===== THE DATA =====
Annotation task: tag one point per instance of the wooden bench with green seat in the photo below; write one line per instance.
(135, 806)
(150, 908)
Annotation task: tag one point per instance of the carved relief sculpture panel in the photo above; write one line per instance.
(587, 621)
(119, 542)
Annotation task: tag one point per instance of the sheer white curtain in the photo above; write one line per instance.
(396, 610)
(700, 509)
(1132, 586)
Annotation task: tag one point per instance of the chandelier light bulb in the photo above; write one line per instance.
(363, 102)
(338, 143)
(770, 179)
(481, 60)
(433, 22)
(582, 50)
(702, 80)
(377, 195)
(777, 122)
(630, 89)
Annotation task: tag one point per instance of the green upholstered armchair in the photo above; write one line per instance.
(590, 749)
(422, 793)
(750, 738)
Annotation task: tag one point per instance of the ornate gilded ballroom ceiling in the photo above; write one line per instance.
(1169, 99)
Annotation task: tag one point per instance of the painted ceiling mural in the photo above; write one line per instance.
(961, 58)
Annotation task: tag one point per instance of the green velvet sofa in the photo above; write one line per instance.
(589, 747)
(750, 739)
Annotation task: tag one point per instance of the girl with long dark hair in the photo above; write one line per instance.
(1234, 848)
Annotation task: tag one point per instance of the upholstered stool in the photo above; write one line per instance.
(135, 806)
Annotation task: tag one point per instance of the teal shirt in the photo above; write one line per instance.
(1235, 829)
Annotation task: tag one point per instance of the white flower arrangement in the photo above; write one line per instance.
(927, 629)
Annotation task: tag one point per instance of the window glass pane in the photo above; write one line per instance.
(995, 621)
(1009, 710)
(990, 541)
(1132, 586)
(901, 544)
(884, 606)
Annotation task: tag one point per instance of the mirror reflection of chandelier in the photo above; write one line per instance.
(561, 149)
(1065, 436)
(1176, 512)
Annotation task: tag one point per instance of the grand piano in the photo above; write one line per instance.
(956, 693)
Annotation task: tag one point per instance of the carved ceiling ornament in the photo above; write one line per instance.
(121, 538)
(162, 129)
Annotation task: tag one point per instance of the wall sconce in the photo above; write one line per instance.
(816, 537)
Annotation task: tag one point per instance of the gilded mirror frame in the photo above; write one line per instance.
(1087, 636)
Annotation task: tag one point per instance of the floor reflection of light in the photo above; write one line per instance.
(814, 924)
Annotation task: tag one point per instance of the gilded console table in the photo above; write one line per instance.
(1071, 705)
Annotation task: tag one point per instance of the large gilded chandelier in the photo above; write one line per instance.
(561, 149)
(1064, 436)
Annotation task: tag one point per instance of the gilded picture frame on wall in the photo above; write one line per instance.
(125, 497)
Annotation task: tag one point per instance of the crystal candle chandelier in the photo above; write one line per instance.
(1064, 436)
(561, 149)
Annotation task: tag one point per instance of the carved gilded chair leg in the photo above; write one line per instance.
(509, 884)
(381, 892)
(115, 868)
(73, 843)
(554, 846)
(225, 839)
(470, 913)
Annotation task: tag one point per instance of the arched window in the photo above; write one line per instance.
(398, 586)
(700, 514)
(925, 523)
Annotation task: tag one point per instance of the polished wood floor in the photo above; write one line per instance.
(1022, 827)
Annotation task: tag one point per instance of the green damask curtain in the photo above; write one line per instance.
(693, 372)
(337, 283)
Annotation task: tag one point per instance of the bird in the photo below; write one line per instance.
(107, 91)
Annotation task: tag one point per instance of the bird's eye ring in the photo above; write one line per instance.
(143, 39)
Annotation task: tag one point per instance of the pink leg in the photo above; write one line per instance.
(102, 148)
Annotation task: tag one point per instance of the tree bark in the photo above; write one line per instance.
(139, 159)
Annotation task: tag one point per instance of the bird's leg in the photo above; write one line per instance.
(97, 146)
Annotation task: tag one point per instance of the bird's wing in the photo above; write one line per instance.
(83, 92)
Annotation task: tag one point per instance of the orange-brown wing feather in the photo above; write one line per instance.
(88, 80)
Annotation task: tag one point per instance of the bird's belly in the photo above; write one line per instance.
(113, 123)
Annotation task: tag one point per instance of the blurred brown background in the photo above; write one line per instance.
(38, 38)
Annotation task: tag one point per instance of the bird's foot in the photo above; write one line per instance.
=====
**WORK REQUIRED**
Reproduce the records verbatim, beginning at the line that contains "Annotation task: tag one point per instance of the bird's wing" and stopping after the last line of the records.

**WORKED ANSWER**
Annotation task: tag one point per instance of the bird's wing in the photo above; write one line per instance.
(83, 92)
Annotation task: tag one point per instance of the orange-brown wing feather in the photo above; write one line per instance.
(88, 80)
Annotation task: tag one point per instance of the bird's belly in the photo above; write one line per instance.
(113, 123)
Annotation task: tag one point per instance of the blurred brown background in the photo above; write one line per instance.
(38, 38)
Annotation task: tag one point per instance of the bird's foot in the photo above; write one line per instance.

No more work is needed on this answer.